* [Do this]: Reproduce the records beginning at the line that contains "of the rope" and stopping after the line that contains "point(107, 684)", with every coordinate in the answers increased by 38.
--- begin Supplied data ---
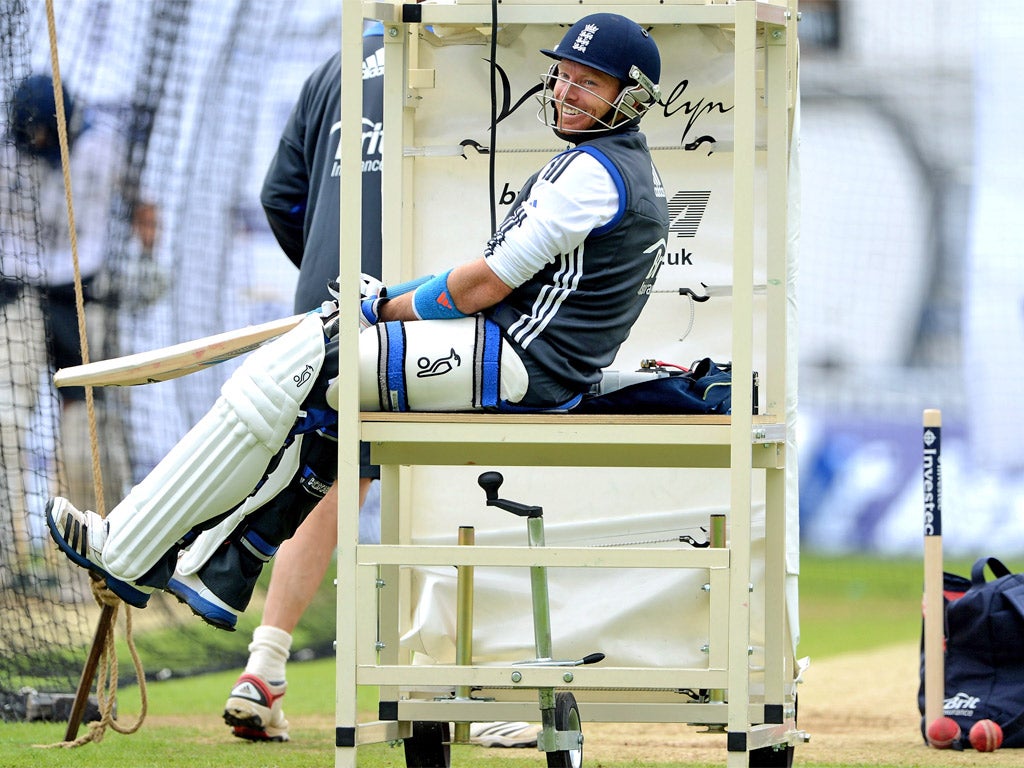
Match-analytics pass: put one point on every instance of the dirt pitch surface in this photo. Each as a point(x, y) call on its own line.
point(858, 710)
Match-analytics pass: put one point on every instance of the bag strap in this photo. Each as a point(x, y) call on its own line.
point(1012, 728)
point(978, 571)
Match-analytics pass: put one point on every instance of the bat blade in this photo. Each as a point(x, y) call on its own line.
point(175, 360)
point(933, 603)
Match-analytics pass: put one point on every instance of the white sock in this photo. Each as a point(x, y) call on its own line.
point(268, 652)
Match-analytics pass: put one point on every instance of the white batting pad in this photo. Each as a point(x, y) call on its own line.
point(222, 458)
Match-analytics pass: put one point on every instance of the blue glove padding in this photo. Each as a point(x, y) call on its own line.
point(369, 310)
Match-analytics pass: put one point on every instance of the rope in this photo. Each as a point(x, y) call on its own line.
point(107, 684)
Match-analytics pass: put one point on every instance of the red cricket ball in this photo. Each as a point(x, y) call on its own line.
point(942, 732)
point(986, 735)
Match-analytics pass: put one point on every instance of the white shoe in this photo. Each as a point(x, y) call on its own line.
point(504, 734)
point(81, 536)
point(254, 710)
point(204, 603)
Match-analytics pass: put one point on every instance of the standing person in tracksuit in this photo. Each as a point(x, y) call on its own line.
point(300, 197)
point(526, 326)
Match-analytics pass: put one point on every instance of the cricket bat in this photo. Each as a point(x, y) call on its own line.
point(935, 676)
point(175, 360)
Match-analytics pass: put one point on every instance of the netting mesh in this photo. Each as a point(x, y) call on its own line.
point(190, 96)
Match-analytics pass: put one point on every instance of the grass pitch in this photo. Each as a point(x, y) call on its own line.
point(849, 605)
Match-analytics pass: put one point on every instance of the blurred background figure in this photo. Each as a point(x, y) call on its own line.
point(41, 332)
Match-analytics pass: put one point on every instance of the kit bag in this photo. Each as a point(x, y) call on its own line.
point(706, 388)
point(984, 658)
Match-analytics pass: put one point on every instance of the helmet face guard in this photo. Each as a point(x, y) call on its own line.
point(633, 100)
point(616, 46)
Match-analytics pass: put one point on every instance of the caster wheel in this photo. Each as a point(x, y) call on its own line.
point(429, 747)
point(566, 719)
point(769, 757)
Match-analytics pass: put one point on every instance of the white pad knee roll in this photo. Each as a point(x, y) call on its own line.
point(218, 463)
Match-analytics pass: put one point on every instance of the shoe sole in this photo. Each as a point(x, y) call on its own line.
point(212, 614)
point(135, 598)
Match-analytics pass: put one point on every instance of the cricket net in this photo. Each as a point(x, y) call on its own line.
point(196, 94)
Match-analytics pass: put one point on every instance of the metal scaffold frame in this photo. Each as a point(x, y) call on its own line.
point(373, 586)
--- end Supplied data ---
* [Solution for this exercise]:
Match-analytics pass: put one point on every instance of the rope in this photo. Each as a point(x, y) call on its own line.
point(145, 722)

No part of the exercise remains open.